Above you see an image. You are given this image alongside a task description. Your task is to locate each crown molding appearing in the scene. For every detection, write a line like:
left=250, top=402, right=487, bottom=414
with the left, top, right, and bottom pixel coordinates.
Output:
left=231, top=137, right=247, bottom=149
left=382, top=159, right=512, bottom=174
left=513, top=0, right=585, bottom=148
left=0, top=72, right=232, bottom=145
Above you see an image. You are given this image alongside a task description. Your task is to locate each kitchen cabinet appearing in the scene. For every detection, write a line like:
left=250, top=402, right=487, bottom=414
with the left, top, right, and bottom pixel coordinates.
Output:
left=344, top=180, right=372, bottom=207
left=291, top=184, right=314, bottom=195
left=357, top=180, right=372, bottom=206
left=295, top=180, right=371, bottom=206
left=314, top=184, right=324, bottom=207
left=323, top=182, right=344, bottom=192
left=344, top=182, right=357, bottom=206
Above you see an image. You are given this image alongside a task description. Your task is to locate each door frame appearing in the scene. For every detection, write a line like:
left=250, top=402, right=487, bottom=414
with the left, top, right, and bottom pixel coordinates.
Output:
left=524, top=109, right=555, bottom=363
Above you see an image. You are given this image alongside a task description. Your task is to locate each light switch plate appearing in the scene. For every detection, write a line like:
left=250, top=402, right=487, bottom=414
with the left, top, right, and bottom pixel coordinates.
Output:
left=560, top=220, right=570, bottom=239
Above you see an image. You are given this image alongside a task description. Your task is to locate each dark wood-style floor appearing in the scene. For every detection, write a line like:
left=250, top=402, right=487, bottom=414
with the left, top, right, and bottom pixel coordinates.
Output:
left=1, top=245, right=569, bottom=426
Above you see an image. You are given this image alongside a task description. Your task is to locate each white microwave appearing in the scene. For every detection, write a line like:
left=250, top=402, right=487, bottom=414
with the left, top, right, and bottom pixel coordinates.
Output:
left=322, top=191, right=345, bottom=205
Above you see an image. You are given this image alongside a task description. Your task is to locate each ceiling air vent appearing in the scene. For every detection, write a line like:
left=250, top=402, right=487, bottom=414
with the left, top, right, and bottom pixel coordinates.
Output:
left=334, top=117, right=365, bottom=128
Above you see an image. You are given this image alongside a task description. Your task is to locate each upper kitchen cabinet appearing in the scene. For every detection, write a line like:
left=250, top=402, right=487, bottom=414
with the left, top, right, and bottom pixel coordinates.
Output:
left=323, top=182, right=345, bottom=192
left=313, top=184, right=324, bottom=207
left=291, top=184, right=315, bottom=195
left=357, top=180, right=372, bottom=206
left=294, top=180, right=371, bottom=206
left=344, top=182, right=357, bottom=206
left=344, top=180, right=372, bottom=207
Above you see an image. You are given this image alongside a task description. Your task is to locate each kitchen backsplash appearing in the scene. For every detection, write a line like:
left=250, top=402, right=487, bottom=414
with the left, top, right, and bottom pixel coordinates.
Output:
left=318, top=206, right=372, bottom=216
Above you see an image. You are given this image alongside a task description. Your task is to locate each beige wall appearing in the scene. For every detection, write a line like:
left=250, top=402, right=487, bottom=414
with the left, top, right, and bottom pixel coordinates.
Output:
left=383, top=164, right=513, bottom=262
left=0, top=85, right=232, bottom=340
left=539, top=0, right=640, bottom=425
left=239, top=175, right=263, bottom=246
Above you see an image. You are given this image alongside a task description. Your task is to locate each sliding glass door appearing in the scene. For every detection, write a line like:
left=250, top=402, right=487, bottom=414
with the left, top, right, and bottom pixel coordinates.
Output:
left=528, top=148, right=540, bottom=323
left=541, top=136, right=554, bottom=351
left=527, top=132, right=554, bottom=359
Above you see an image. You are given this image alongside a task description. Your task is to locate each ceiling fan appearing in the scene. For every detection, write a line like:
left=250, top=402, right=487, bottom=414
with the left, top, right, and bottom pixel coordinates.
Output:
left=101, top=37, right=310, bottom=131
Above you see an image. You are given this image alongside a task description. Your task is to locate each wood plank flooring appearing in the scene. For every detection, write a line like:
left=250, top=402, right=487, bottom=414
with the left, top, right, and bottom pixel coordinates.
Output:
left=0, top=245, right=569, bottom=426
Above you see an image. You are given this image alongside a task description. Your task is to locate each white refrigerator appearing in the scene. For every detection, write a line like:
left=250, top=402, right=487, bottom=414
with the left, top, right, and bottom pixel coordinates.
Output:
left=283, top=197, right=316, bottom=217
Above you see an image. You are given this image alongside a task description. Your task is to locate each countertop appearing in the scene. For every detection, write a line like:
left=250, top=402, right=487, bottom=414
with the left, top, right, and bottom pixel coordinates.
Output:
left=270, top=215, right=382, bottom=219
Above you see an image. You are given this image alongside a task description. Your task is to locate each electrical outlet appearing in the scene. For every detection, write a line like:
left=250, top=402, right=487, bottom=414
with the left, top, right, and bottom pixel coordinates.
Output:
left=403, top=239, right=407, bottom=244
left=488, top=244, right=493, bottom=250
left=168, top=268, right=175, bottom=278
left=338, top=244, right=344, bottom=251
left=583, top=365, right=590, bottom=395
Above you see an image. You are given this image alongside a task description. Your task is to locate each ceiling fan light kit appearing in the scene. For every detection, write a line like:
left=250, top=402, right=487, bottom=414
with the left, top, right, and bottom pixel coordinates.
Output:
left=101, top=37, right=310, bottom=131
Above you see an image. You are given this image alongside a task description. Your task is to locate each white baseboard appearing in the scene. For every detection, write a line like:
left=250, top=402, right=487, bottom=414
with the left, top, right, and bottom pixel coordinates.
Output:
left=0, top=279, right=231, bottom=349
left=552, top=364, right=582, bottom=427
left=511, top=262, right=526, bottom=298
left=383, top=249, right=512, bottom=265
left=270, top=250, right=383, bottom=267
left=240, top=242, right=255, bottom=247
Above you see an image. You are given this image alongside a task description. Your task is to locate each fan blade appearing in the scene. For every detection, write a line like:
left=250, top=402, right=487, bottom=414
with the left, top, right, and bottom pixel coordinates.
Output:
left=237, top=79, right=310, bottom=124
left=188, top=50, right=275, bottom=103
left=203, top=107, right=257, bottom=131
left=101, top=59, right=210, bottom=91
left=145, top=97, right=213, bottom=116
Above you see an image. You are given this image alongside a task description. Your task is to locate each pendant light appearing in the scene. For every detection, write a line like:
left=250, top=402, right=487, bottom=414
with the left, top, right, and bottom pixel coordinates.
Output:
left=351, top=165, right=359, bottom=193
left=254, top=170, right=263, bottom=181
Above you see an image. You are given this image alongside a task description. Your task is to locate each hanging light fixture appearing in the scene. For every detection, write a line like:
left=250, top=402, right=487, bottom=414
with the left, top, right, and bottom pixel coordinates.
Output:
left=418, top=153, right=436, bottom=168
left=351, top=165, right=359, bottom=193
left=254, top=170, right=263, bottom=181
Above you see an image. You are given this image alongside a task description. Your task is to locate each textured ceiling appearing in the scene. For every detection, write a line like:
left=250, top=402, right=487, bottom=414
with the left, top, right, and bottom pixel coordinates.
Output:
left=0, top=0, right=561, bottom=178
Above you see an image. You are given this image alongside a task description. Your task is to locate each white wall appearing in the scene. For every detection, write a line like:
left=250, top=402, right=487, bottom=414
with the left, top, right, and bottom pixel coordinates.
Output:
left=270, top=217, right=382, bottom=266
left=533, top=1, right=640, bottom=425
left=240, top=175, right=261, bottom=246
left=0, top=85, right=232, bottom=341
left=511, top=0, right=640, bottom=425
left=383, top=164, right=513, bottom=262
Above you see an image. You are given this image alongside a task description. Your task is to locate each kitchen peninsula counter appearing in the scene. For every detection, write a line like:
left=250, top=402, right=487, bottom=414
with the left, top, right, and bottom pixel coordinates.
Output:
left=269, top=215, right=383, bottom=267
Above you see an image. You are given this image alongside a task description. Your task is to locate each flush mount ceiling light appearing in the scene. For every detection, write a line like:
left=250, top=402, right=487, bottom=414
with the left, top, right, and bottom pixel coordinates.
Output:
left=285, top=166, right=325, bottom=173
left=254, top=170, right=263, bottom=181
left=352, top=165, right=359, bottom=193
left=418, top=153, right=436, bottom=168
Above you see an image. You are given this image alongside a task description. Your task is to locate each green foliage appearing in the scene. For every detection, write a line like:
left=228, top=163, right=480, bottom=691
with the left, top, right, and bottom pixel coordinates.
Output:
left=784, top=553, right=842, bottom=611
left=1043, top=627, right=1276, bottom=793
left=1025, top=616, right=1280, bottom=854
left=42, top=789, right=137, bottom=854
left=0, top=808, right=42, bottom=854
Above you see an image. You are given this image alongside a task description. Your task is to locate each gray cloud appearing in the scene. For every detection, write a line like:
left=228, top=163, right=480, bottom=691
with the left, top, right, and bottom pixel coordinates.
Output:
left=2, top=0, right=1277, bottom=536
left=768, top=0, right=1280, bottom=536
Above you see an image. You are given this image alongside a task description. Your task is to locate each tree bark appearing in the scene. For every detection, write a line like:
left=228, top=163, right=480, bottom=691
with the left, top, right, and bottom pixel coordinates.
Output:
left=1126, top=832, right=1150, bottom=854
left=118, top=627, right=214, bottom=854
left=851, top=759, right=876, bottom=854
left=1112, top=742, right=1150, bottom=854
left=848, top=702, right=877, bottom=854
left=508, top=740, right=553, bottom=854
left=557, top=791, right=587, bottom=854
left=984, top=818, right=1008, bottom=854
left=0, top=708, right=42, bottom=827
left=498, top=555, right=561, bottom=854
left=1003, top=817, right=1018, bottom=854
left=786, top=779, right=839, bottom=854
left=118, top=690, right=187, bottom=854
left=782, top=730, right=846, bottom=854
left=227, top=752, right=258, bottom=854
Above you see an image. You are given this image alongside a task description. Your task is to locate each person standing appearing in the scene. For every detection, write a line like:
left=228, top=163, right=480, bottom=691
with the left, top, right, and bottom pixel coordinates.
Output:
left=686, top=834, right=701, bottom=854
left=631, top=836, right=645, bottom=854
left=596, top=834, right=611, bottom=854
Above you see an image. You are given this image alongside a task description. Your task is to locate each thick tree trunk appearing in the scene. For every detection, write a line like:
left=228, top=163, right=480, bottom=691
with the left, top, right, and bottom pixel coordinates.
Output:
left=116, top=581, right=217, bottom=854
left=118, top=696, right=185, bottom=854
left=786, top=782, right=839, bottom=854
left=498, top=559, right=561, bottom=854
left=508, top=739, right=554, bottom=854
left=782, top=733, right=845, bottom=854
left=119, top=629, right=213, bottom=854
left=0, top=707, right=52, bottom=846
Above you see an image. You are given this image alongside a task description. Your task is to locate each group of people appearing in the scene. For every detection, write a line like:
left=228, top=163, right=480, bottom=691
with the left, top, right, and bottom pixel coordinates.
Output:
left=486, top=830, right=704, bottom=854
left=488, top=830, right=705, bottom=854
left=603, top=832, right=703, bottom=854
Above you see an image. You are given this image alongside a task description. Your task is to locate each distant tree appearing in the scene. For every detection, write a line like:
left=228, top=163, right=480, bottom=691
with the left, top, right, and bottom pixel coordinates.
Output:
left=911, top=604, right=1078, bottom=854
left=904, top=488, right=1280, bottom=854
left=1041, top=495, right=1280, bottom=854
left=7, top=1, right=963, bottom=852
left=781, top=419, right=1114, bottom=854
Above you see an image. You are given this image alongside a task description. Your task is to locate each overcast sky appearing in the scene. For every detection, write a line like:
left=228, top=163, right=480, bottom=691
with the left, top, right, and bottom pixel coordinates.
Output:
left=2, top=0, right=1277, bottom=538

::::

Could you copy out every line in the listing where the word "white" appears?

Above you see an image. You are given this image alongside a task description. Your task is to locate each white microwave appearing in the scene. For every detection, write a line like:
Above you see an image. You are given this image alongside a task description. Your task is to locate each white refrigerator appearing in the scene. For every detection, write a line like:
Above you see an image. You are given this image alongside a task description. Your task is to locate each white baseboard appearing in the scene. For every detection, write a line like:
Above you see an image. You are given this image alongside a task description. Your task is to locate each white wall appearing in the scene. For every detection, write a line like:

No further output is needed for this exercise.